● **Exercise prompt**
Please report each line in the material below that includes "aquarium".

● **Supplied data**
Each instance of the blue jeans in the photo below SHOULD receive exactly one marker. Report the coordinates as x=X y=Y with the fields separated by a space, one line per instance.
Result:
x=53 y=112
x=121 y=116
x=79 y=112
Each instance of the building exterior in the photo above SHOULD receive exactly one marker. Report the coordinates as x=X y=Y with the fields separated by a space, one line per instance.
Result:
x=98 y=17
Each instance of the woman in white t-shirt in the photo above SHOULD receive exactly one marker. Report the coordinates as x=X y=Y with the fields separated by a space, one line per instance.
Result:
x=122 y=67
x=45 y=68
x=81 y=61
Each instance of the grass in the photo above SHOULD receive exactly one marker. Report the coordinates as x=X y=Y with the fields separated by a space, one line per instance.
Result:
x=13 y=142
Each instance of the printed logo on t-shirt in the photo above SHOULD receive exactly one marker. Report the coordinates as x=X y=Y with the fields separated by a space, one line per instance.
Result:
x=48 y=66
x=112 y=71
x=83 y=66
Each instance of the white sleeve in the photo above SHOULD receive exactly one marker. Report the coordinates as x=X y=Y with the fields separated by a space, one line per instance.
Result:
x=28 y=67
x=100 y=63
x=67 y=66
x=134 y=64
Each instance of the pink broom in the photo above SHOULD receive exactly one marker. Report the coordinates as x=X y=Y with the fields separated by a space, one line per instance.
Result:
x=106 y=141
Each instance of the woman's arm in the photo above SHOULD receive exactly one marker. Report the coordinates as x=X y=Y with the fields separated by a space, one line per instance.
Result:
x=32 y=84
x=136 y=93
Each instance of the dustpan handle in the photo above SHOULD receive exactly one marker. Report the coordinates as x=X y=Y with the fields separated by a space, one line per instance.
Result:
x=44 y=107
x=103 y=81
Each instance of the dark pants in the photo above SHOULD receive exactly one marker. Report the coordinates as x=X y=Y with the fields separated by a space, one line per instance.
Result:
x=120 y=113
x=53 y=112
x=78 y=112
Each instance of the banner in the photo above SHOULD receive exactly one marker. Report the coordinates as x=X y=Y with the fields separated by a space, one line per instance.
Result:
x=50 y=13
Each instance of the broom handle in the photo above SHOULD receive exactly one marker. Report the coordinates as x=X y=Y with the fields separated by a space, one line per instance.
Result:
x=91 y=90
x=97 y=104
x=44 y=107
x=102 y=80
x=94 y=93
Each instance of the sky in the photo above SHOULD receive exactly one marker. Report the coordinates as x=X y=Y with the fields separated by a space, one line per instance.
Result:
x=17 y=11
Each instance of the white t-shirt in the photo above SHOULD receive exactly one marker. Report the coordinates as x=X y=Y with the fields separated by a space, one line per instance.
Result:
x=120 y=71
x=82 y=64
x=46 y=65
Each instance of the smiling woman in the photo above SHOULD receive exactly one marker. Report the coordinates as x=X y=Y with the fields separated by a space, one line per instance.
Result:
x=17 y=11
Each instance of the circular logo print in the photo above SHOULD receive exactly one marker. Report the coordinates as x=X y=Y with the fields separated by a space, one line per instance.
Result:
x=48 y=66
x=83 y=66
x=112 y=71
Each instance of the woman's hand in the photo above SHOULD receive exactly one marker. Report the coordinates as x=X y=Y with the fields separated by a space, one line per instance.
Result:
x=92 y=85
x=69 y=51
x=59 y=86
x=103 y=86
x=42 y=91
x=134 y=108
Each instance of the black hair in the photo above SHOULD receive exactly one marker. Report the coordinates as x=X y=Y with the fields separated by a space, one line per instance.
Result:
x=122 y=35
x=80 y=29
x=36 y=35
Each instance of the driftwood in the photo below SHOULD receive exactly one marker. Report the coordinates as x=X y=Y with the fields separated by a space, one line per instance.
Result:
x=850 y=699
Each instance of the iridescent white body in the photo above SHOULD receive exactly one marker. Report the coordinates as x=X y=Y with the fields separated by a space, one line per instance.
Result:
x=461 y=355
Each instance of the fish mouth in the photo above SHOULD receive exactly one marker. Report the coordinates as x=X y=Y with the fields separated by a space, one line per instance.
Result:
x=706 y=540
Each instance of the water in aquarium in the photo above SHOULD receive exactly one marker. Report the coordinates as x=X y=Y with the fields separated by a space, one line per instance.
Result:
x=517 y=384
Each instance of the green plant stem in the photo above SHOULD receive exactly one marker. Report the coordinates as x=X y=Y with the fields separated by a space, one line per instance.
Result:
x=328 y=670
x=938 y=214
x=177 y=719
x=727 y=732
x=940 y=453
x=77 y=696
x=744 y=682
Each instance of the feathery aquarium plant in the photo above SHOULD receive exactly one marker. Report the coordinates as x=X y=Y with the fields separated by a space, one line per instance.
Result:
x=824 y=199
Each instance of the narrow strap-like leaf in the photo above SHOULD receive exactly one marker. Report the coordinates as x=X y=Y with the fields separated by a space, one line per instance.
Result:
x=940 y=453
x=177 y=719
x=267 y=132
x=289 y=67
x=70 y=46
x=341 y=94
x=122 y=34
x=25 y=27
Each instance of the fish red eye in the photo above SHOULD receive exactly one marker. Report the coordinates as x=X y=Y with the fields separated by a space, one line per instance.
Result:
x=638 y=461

● **Response to the exercise**
Each instance of the water in aquarium in the photo above SHOULD receive exactly one marker. Report the coordinates as x=X y=Y with the fields separated by a space, one line per instance.
Each instance of the feathery aquarium plant in the photo above SHOULD receive exactly one marker. Report the coordinates as x=X y=Y with the fields separated by a space, one line per instance.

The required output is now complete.